## Given task:
Update the passage on Bernard Law from "Two years after" up to and including "the age of 86." by changing "Pope John Paul II" to "the pope", and give that stretch back in full.

— start Passage provided —

Bernard Francis Law (November 4, 1931 – December 20, 2017) was an American cardinal of the Roman Catholic Church. He was Archbishop emeritus of Boston, former archpriest of the Basilica di Santa Maria Maggiore, and Cardinal Priest of Santa Susanna, which was the American Catholic church in Rome (until summer 2017, when the American community was relocated to another parish).

Law was the Archbishop of Boston from 1984 until his resignation on December 13, 2002,[1][2] in response to the Roman Catholic Church sex abuse scandal in his archdiocese. Church documents showed he had extensive knowledge of sexual abuse committed by dozens of Catholic priests within his archdiocese and had failed to remove them from the ministry.[3] One priest alone was alleged to have raped or molested 130 children over decades, while Law and other local officials moved him among churches rather than going to the authorities.[3]

Two years after Law resigned from his position in Boston, which Bishop William S. Skylstad called "an important step in the healing process",[4] Pope John Paul II appointed him Archpriest of the Basilica di Santa Maria Maggiore in Rome in 2004. He resigned from this position upon reaching the age of 80 in November 2011 and died in Rome on December 20, 2017, at the age of 86.

— end Passage provided —
— start Extracted data —

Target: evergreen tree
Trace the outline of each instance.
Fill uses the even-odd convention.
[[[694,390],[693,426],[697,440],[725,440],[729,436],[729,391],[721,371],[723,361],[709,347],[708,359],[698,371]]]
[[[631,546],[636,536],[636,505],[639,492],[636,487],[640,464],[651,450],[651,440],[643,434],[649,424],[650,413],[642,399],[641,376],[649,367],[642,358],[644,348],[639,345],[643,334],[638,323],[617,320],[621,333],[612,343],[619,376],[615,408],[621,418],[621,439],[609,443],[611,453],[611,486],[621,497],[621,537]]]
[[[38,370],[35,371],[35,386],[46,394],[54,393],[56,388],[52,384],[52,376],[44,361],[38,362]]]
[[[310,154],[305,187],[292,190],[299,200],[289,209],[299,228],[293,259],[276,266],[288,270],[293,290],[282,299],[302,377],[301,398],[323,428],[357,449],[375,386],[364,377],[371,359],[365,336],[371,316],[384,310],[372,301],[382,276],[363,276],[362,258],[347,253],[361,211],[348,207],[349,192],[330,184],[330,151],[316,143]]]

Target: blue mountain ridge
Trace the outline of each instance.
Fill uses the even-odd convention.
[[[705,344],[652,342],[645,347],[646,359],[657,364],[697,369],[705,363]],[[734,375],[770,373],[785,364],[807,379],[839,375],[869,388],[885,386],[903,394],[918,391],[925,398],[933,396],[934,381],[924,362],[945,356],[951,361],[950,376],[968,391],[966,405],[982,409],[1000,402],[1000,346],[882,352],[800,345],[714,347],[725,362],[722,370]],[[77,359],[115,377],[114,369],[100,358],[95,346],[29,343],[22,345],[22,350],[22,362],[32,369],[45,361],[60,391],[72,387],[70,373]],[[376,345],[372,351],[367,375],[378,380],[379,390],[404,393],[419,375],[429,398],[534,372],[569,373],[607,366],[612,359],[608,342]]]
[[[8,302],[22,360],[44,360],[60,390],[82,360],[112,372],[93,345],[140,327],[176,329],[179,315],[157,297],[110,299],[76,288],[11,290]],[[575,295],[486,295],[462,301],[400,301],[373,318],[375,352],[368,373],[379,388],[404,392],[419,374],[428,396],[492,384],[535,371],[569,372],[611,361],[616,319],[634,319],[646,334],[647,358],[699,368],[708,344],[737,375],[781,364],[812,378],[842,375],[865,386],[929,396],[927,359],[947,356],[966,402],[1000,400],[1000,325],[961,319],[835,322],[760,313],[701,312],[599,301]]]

— end Extracted data —

## Expected output:
Two years after Law resigned from his position in Boston, which Bishop William S. Skylstad called "an important step in the healing process",[4] the pope appointed him Archpriest of the Basilica di Santa Maria Maggiore in Rome in 2004. He resigned from this position upon reaching the age of 80 in November 2011 and died in Rome on December 20, 2017, at the age of 86.